__EXTRACT TO READ__:
[BEGIN]
I don't know what they told you over there, but it's been known in these parts that in the event of a shooting war with the Soviet Union, the lifespan of a U.S. carrier group anywhere along the Russian coast would be anywhere between 10 and 30 minutes. Standing orders for U.S. carriers in the event of war with Russia boil down to "The get the fuck away from Russia!" Saturation strikes with sea-skimming missiles and hypersonic cruise missiles were a HUGE problem that we never actually figured out how to solve and the only reason we're not still crapping our pants about is because the Cold War is over and we probably don't have to worry about it anymore.

Meanwhile, the Russian carriers -- I'm sorry "Aviation cruisers" -- were never designed to be a counterpart to American carriers. They're power projection systems, just like the carriers are. The Soviets had NO plans to take on the U.S. in carrier-to-carrier plans because they knew they couldn't build carriers powerful enough to make the contest interesting. They DID build the most advanced submarine force the world has ever seen, though, and that would also have sucked to deal with, but I digress...

Planes from California would be little help against the carrier group, that trashed the Seattle.
Because every fighter squadron on the west coast is just going to sit there and eat pizza while that carrier group carefully walks up to strike range of Seattle and starts launching attack planes before thinking "Gee, we'd better get up there and do something about it."

This is the point: you can send three carrier groups -- even U.S. carriers -- to attack the West Coast and they'd bring about 200 aircraft to the table.

The California, Orgen, Nevada and Washnington ANG all by themselves can match those numbers AND have greater logistical support, not to mention a larger number of ground-based anti-aircraft missiles with far greater range than the carrier's sea-based weapons. And this before you factor in the ACTUAL AIR FORCE stationed along with them. In the end, your three carriers and 200 planes are up against 1000 fighter craft and ten times their weight in firepower. This is not a smart thing for anyone to do.
[END]
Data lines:
[BEGIN]
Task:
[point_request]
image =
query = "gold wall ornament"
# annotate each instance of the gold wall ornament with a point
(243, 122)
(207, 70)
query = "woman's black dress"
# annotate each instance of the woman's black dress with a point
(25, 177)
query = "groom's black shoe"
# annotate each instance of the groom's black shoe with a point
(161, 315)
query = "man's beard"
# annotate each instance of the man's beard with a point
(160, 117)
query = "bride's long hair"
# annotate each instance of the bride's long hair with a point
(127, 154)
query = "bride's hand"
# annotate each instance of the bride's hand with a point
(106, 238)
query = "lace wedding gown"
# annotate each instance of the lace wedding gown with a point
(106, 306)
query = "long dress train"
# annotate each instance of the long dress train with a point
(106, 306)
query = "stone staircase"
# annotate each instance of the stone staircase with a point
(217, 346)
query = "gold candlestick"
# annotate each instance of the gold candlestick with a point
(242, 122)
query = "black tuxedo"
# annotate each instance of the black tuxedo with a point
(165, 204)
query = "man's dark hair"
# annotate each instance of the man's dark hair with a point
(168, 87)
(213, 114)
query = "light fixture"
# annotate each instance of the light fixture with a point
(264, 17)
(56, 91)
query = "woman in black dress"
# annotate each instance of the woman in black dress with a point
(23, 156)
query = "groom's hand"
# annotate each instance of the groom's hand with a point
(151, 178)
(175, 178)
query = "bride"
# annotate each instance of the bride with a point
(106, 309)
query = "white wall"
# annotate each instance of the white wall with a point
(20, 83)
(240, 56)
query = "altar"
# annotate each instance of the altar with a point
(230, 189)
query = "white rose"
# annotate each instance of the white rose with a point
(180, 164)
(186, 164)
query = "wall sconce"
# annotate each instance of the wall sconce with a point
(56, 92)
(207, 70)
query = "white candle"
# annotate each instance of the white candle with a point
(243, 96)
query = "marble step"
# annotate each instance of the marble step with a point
[END]
__YOUR TASKS__:
- A) Update the passage on carrier warfare, starting with "I don't know" and going on through "about it anymore.", so that "low-flying missiles" stands in place of "sea-skimming missiles".
- B) Gather every line of the records that contains the string "shoe".
The passage on carrier warfare and the records have nothing to do with each other.

__TASK-BY-TASK RESULTS__:
- A)
I don't know what they told you over there, but it's been known in these parts that in the event of a shooting war with the Soviet Union, the lifespan of a U.S. carrier group anywhere along the Russian coast would be anywhere between 10 and 30 minutes. Standing orders for U.S. carriers in the event of war with Russia boil down to "The get the fuck away from Russia!" Saturation strikes with low-flying missiles and hypersonic cruise missiles were a HUGE problem that we never actually figured out how to solve and the only reason we're not still crapping our pants about is because the Cold War is over and we probably don't have to worry about it anymore.

- B)
query = "groom's black shoe"
# annotate each instance of the groom's black shoe with a point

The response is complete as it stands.